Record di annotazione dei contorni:

******************************

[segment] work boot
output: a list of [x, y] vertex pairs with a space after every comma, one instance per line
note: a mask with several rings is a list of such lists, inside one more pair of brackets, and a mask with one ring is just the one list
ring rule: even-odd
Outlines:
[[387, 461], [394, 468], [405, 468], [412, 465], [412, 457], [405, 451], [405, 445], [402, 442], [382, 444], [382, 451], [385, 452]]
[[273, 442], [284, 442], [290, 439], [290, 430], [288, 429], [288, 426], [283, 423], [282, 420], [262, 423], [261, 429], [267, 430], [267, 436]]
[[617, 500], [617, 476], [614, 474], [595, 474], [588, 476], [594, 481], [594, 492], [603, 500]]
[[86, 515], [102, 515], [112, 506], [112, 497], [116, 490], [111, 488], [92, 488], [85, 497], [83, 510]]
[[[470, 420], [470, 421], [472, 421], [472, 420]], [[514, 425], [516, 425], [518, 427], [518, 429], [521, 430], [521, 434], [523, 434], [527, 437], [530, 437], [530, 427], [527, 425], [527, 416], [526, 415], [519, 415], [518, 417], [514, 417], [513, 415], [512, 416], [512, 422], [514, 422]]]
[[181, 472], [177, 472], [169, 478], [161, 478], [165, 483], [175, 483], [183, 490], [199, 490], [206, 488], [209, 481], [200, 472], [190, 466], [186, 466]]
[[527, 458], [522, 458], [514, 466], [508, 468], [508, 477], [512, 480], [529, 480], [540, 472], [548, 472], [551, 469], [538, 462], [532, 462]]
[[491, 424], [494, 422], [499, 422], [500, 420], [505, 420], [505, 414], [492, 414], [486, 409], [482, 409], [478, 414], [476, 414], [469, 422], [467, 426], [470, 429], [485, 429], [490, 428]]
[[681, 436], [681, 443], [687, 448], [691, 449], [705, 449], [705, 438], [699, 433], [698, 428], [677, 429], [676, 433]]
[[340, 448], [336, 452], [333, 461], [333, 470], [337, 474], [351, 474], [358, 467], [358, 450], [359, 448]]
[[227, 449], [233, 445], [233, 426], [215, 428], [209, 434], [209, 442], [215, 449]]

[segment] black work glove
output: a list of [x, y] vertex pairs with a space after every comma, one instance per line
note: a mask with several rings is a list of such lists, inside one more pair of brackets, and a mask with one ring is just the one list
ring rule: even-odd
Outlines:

******************************

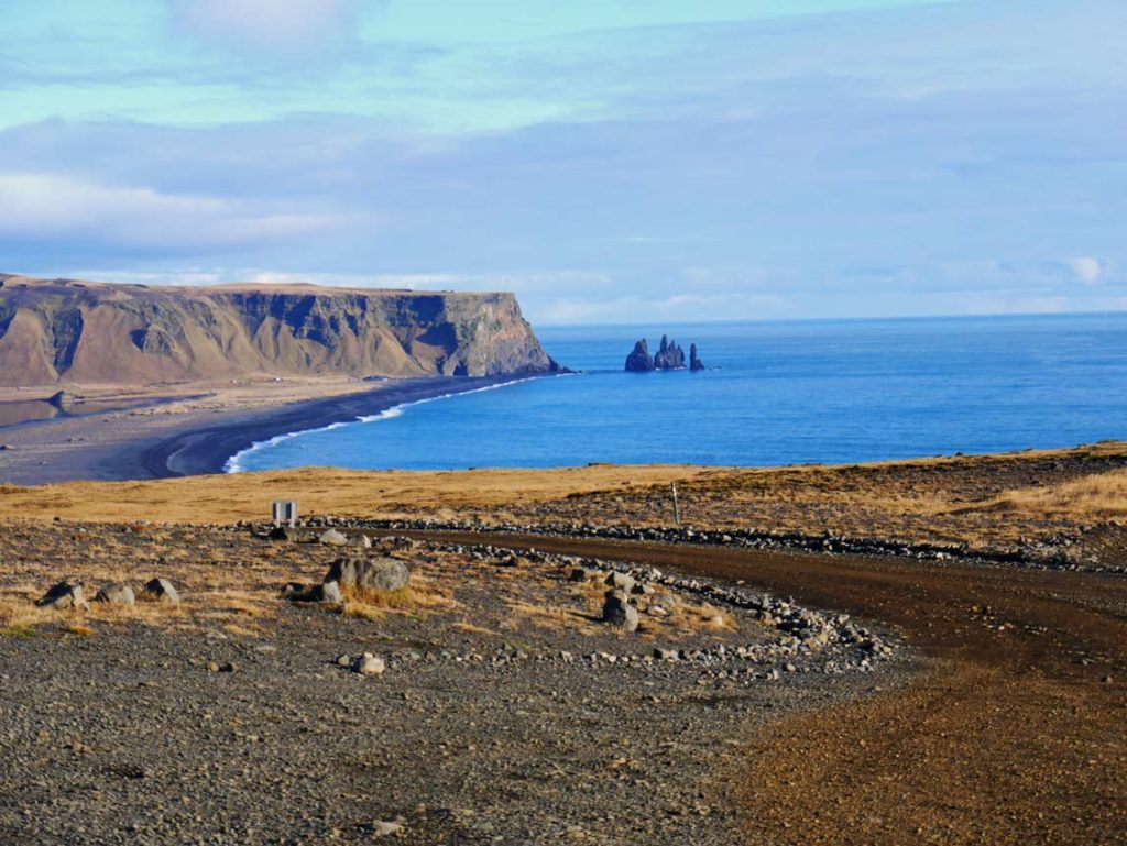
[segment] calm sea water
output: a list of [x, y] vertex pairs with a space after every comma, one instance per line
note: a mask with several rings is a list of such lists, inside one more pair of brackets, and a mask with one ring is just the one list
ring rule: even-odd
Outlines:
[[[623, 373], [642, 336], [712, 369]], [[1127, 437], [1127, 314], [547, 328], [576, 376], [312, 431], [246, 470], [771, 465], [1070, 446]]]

******************************

Da fare:
Puoi ristampare tali e quali le righe che partono da quella che contiene "[segment] work boot" e arrivano a quella che contiene "497], [83, 510]]", entrambe comprese?

Soluzione esercizio:
[segment] work boot
output: a list of [x, y] vertex pairs with a space after every comma, one instance per line
note: a mask with several rings is a list of such lists, inside one more pair of brackets, and a mask with one ring is just the one list
ring rule: even-odd
Outlines:
[[387, 461], [394, 468], [405, 468], [412, 465], [412, 457], [405, 451], [405, 445], [402, 442], [382, 444], [382, 451], [385, 452]]
[[273, 442], [284, 442], [290, 439], [290, 430], [288, 429], [288, 426], [283, 423], [282, 420], [262, 423], [261, 429], [267, 430], [267, 436]]
[[617, 500], [617, 476], [614, 474], [595, 474], [588, 476], [594, 481], [594, 492], [603, 500]]
[[86, 515], [102, 515], [112, 506], [112, 497], [116, 490], [111, 488], [92, 488], [85, 497], [83, 510]]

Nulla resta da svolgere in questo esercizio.